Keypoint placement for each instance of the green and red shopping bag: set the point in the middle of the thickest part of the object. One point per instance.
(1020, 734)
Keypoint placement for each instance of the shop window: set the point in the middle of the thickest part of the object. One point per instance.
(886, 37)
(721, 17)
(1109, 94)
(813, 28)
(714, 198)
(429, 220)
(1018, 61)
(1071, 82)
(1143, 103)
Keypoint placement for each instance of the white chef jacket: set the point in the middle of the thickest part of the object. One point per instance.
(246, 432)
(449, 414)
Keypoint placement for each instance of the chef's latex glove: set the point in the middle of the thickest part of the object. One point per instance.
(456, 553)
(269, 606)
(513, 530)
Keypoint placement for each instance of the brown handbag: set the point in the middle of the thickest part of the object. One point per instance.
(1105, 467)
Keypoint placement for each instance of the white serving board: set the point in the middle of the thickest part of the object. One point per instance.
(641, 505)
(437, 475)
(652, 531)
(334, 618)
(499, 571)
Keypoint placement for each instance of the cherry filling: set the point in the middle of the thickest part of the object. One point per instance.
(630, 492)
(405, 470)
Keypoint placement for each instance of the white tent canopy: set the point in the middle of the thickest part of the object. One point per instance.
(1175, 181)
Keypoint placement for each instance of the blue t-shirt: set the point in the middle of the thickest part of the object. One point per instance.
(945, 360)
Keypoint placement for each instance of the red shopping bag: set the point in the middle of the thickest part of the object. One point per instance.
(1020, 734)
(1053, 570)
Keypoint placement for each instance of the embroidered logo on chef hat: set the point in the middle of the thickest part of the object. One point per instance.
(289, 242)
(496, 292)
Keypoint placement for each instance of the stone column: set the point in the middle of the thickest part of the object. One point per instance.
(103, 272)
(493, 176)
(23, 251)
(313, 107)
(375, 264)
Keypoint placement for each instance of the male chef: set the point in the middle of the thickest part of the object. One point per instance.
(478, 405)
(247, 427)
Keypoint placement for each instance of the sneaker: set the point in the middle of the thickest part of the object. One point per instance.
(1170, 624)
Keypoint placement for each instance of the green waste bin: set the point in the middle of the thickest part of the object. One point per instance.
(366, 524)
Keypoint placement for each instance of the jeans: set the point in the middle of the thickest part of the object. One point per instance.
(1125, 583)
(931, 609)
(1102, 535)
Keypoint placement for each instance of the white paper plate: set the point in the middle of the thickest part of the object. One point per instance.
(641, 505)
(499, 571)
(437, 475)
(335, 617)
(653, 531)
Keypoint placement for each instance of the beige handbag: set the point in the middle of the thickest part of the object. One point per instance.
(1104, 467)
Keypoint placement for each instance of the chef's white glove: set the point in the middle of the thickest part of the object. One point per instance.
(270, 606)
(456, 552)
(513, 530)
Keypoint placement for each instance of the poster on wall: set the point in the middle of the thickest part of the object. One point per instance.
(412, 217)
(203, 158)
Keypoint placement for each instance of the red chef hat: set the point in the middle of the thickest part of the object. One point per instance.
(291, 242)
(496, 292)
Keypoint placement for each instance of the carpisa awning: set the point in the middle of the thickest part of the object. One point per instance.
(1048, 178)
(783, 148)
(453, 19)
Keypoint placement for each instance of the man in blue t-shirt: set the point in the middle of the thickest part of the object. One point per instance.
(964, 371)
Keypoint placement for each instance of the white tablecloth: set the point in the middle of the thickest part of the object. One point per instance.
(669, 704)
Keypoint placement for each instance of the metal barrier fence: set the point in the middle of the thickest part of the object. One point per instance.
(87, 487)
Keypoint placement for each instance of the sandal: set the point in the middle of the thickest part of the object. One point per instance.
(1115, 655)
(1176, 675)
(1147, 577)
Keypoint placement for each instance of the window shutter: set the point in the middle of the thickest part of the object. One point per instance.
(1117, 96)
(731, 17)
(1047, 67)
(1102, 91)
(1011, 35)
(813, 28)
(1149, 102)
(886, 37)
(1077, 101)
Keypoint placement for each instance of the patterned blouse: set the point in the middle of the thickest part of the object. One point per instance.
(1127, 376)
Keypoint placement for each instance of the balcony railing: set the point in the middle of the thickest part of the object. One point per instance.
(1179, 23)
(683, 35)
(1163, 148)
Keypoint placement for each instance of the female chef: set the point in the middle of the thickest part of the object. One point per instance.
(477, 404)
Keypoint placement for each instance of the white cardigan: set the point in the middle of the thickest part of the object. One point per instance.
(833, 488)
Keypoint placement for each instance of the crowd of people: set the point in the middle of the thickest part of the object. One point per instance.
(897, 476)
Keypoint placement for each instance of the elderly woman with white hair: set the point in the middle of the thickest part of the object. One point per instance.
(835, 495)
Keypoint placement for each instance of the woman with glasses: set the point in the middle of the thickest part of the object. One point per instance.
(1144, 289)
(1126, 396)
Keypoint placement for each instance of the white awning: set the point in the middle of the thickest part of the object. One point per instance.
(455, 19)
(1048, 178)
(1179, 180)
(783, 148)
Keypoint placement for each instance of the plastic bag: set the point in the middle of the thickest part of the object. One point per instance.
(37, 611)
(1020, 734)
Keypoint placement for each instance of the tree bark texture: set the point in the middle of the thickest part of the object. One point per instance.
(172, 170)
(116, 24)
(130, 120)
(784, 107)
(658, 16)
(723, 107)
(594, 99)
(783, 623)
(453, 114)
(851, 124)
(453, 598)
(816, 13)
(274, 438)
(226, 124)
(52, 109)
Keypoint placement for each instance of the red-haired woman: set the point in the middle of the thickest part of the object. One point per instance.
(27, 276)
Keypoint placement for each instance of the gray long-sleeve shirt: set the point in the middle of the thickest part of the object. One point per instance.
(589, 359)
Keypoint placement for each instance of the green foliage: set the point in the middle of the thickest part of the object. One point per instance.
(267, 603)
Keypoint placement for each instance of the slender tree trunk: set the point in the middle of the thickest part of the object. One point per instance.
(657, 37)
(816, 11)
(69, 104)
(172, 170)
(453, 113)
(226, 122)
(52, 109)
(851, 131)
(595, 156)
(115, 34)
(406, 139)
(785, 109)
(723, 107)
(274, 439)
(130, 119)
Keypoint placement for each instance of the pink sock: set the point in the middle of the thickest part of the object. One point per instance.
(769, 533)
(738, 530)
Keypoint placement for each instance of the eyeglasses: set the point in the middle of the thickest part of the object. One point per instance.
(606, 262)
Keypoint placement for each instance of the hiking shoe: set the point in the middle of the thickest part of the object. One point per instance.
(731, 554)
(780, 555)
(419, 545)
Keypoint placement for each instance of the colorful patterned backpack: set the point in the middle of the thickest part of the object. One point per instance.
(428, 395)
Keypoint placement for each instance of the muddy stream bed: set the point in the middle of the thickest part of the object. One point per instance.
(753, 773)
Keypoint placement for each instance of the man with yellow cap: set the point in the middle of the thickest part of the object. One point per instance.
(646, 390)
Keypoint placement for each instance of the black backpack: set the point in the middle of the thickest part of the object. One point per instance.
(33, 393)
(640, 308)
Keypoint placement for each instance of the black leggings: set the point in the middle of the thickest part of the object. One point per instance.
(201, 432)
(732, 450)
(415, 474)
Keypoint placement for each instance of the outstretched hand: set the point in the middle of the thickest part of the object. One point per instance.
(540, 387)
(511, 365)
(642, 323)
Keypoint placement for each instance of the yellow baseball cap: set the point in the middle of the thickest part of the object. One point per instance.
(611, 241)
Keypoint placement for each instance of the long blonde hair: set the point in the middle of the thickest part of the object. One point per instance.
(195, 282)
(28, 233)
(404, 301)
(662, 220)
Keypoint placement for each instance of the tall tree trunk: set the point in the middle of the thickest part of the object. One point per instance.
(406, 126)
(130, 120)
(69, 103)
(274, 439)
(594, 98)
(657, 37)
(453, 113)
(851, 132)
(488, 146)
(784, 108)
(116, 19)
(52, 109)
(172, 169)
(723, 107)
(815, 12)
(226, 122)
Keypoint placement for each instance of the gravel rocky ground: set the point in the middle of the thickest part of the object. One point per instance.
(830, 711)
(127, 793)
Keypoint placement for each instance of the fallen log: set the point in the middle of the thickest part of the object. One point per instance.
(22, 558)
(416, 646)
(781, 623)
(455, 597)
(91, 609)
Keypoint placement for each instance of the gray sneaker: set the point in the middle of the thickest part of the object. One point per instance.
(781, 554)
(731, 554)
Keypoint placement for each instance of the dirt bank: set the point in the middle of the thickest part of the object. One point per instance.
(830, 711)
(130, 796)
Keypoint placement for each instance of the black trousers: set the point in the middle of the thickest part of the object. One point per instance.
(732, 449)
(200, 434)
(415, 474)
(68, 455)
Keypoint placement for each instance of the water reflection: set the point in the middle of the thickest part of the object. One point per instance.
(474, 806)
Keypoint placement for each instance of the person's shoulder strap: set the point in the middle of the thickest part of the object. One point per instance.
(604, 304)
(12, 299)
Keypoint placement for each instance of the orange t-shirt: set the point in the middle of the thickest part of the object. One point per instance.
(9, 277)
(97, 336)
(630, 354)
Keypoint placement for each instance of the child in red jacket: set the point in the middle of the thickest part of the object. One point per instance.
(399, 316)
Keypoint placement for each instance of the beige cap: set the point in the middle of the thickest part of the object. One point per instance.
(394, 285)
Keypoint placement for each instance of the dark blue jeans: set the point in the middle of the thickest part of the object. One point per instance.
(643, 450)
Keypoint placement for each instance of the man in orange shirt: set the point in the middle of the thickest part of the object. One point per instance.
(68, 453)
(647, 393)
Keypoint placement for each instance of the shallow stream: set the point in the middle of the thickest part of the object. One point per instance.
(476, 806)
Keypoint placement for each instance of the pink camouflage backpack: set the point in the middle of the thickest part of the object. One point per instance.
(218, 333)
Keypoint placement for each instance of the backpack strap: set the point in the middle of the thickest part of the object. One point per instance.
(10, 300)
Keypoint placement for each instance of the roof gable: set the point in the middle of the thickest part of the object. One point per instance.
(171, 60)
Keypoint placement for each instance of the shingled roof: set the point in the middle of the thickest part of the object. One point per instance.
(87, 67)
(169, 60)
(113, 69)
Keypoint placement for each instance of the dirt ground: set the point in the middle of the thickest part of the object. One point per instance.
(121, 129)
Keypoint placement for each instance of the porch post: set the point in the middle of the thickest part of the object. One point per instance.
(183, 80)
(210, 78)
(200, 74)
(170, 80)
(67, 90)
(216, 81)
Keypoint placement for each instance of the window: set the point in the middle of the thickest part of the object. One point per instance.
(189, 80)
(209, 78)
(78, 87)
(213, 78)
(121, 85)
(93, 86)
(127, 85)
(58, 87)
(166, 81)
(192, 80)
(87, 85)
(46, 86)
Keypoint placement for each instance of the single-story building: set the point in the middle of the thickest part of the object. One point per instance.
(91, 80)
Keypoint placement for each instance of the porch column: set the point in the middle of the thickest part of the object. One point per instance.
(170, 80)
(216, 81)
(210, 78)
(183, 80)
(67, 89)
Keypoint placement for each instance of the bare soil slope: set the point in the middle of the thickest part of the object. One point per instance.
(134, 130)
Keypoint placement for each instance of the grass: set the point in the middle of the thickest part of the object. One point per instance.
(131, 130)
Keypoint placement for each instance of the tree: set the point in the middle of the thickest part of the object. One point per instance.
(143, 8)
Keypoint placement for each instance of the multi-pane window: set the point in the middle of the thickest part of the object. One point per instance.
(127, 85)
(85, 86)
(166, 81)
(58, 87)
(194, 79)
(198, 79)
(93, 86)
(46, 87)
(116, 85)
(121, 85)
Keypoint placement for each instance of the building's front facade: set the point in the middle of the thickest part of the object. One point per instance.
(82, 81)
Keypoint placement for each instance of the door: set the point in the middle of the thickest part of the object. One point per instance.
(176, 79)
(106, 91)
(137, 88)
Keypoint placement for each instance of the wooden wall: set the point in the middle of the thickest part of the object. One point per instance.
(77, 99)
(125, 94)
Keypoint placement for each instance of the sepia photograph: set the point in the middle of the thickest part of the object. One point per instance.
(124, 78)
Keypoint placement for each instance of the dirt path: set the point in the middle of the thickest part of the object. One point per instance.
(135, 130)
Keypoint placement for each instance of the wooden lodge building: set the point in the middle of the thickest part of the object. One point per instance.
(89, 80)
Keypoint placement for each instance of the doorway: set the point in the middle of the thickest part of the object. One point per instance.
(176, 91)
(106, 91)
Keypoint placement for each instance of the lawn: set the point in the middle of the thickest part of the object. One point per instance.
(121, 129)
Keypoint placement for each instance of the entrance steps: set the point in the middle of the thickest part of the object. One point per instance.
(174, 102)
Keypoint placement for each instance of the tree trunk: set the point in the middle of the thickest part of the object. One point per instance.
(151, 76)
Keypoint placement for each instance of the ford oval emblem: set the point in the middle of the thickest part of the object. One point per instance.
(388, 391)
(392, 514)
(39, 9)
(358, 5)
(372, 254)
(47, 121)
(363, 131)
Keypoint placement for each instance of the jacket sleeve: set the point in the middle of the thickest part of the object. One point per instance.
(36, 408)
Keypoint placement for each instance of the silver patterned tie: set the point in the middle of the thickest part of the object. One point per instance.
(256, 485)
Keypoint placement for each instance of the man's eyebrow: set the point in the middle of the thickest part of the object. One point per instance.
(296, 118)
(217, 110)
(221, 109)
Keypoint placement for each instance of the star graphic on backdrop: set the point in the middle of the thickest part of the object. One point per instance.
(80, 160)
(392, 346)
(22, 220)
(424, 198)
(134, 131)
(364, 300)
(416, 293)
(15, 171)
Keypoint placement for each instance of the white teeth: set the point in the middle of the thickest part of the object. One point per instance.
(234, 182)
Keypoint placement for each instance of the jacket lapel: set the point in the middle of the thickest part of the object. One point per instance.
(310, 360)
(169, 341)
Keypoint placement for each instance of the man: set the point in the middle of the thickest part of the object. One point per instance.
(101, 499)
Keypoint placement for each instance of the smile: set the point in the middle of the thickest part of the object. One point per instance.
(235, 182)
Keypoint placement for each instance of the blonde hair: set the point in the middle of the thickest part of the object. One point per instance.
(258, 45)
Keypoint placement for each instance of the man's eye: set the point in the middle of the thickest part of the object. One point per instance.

→ Work task
Only an exact copy is wanted here: the line containing "Keypoint placement for each instance of the smile: set" and every later line, up to and including the last line of the listing.

→ Written response
Keypoint placement for each instance of the smile: set the point in the middle of the thickest part of the object. One point per instance.
(235, 182)
Keypoint placement for each instance of the blonde hair: set the point in the middle of the thickest part of the object. One point per instance.
(258, 45)
Keypoint placement for each instance of the man's eye: set the point in the middle of the thickest part of the object. One point per instance.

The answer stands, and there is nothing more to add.